THE TASK:
Repeat every record exactly as written.

== Segment start ==

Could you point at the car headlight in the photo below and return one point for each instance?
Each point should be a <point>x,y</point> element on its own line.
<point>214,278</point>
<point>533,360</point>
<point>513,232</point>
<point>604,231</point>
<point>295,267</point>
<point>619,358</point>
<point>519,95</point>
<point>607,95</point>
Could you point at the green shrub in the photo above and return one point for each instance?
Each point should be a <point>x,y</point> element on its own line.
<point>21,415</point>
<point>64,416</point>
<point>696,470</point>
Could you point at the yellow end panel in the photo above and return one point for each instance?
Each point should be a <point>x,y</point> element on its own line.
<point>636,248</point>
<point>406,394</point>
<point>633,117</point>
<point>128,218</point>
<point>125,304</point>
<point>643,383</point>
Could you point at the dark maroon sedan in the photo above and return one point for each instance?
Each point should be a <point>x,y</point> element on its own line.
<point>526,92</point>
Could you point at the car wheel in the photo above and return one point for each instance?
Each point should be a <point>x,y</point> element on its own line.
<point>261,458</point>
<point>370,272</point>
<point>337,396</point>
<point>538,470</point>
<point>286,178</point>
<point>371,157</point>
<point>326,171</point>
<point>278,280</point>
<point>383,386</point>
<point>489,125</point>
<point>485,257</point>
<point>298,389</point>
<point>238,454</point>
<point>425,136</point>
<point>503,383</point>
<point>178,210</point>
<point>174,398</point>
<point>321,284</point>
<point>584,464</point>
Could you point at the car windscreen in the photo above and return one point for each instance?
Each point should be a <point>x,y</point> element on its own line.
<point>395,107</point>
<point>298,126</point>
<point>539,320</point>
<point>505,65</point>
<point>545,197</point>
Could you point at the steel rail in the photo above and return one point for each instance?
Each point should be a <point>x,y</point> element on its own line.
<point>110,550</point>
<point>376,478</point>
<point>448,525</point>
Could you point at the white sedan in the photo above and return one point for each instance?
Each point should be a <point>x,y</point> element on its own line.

== Segment end ==

SOLVED PROBLEM:
Could you point at the car headlight in the photo below and return one point for each instance?
Each point should be a <point>x,y</point> element on its own line.
<point>214,278</point>
<point>533,360</point>
<point>513,232</point>
<point>604,231</point>
<point>295,267</point>
<point>619,358</point>
<point>519,95</point>
<point>607,95</point>
Could you point at the green shrub in the photo above and return one point for each instance?
Each point should be a <point>x,y</point> element on its own line.
<point>21,415</point>
<point>64,416</point>
<point>696,470</point>
Could you point at the yellow end panel in the photo above and return one point for each instance?
Each point should be a <point>x,y</point> element on its own line.
<point>636,248</point>
<point>406,394</point>
<point>633,117</point>
<point>128,218</point>
<point>125,304</point>
<point>643,383</point>
Could you point at the dark maroon sedan in the photo above and return one point for each instance?
Each point should be a <point>x,y</point> element on its own line.
<point>526,92</point>
Could you point at the car wheel in the photo above and return one point for each instance?
Each point should be a <point>x,y</point> element on its own line.
<point>261,458</point>
<point>370,272</point>
<point>337,396</point>
<point>538,470</point>
<point>286,178</point>
<point>371,157</point>
<point>326,171</point>
<point>278,280</point>
<point>383,386</point>
<point>489,125</point>
<point>485,257</point>
<point>298,389</point>
<point>238,454</point>
<point>425,136</point>
<point>503,383</point>
<point>178,210</point>
<point>174,398</point>
<point>321,284</point>
<point>584,464</point>
Could you point at the car windscreen in the photo above and return one point for each instance?
Each point should be a <point>x,y</point> element on its own line.
<point>395,107</point>
<point>298,126</point>
<point>539,320</point>
<point>505,65</point>
<point>545,197</point>
Could you point at the steel rail in the photo above and return one point for each instance?
Each point should be a <point>x,y</point> element on its own line.
<point>110,550</point>
<point>376,478</point>
<point>448,525</point>
Could you point at the white sedan in the photo above and return one point for each instance?
Each point should be a <point>x,y</point> element on its own line.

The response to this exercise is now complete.